- PROBLEM REQUIREMENTS -
Copy the line containing "Where can the horse muzzle", then all lines after it up to and including the final line of the material, exactly and without additions.

===

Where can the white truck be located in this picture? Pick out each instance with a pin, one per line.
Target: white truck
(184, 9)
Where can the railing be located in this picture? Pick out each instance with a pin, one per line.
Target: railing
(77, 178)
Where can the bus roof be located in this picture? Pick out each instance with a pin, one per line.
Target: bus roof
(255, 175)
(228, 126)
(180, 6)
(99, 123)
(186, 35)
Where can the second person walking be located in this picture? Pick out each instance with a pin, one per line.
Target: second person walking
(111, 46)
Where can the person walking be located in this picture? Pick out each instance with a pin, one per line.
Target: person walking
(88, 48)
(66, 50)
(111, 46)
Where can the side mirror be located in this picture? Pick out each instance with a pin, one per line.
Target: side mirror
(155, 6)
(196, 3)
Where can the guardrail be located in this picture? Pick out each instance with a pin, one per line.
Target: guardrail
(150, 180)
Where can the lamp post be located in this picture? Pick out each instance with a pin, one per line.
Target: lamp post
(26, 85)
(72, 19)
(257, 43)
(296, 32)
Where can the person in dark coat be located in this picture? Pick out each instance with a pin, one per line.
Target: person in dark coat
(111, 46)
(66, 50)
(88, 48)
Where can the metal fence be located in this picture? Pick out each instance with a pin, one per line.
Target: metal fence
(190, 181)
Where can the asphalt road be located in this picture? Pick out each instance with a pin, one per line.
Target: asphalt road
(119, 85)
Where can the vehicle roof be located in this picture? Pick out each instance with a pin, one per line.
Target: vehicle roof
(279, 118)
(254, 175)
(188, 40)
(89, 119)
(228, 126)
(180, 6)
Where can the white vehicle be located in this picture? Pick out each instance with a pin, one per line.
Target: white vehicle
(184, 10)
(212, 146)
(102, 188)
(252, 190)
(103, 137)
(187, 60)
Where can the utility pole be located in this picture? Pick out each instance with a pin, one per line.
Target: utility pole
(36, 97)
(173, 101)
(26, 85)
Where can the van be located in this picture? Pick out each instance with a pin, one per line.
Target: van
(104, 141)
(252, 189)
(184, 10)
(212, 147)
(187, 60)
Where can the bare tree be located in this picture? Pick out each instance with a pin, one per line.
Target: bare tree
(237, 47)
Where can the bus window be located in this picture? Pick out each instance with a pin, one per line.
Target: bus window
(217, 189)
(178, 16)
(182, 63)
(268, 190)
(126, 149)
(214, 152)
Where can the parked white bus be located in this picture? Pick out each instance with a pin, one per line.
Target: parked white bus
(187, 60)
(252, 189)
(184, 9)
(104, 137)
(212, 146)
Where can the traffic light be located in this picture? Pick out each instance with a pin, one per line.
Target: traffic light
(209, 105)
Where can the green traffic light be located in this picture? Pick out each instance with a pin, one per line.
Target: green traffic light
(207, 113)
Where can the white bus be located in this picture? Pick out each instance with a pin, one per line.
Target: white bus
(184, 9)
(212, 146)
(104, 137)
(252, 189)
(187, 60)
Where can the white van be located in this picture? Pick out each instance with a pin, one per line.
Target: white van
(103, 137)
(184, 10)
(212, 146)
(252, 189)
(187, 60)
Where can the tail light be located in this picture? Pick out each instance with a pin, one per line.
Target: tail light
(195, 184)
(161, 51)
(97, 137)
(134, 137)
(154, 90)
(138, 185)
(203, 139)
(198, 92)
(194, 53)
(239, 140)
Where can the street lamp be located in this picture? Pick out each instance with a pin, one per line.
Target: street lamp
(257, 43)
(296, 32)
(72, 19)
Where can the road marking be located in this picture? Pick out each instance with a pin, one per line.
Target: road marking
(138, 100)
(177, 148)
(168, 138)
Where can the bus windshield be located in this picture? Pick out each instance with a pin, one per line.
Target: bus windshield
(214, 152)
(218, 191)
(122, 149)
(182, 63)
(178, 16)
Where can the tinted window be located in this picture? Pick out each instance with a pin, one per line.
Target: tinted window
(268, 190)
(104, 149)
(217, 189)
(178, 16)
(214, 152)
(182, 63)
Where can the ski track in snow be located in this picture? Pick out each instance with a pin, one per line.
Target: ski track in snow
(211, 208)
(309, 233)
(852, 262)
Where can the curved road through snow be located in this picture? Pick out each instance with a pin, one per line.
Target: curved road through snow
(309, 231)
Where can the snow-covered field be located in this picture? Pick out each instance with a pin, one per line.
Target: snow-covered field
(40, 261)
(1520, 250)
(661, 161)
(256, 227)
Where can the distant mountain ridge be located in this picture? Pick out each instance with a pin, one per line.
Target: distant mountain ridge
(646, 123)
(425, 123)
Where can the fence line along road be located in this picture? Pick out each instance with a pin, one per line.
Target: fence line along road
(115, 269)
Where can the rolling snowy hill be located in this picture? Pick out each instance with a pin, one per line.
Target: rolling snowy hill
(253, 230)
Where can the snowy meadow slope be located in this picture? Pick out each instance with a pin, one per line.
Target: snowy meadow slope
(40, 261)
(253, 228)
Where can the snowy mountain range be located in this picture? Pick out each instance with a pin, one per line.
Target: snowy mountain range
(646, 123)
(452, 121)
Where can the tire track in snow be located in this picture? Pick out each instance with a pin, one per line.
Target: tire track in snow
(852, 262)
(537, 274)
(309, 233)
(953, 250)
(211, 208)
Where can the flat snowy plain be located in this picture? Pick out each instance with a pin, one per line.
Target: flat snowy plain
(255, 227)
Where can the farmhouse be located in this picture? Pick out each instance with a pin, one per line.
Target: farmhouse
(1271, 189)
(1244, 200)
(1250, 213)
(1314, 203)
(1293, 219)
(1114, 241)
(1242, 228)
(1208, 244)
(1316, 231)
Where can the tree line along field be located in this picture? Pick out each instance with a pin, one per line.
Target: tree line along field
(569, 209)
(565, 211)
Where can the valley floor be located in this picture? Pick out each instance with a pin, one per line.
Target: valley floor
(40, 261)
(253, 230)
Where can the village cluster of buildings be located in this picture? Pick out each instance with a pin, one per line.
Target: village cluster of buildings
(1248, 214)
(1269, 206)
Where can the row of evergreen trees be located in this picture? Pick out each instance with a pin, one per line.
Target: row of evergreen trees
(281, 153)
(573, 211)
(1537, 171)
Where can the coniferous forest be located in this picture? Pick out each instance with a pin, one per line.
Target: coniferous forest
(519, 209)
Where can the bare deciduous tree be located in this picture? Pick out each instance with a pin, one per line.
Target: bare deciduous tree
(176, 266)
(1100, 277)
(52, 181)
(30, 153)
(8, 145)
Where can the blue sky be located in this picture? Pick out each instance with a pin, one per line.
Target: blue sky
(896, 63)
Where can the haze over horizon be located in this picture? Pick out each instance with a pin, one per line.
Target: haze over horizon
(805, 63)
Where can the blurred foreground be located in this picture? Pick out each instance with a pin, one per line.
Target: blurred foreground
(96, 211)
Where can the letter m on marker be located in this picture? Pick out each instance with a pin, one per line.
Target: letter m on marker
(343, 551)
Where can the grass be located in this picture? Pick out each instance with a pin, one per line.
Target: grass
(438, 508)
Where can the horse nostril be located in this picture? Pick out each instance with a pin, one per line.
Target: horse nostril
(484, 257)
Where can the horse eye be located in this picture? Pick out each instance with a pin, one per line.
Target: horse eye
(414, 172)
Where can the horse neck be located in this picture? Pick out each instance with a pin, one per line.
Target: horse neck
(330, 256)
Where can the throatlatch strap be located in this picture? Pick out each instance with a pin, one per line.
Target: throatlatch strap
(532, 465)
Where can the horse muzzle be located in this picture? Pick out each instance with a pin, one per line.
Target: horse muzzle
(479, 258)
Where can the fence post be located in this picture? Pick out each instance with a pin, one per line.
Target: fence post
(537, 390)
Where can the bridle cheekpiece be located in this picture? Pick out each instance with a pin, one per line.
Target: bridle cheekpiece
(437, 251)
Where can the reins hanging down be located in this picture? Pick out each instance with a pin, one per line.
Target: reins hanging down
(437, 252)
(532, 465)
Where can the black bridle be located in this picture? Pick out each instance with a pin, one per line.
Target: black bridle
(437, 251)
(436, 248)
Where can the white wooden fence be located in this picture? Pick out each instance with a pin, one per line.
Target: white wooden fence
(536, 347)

===

- ANSWER BELOW -
Where can the horse muzzle be located in this picture? Pick out each instance with a pin, one per line.
Target: horse muzzle
(479, 258)
Where can the fence post be located in this picture? Pick out each instance with a pin, one per line.
Target: fence post
(537, 390)
Where can the bridle cheekpiece be located in this picture? Pick out each instance with a pin, one per line.
Target: bridle cheekpiece
(437, 251)
Where can the reins hanging down be located in this picture? Pick out each instance with a pin, one per line.
Target: reins hanging down
(437, 252)
(532, 465)
Where can the black bridle be located in this picture? Pick out each instance with a pin, one per line.
Target: black bridle
(437, 251)
(436, 248)
Where can the white wooden fence be located in this picture? Pick out each instance with a pin, one per line.
Target: white wooden fence
(536, 347)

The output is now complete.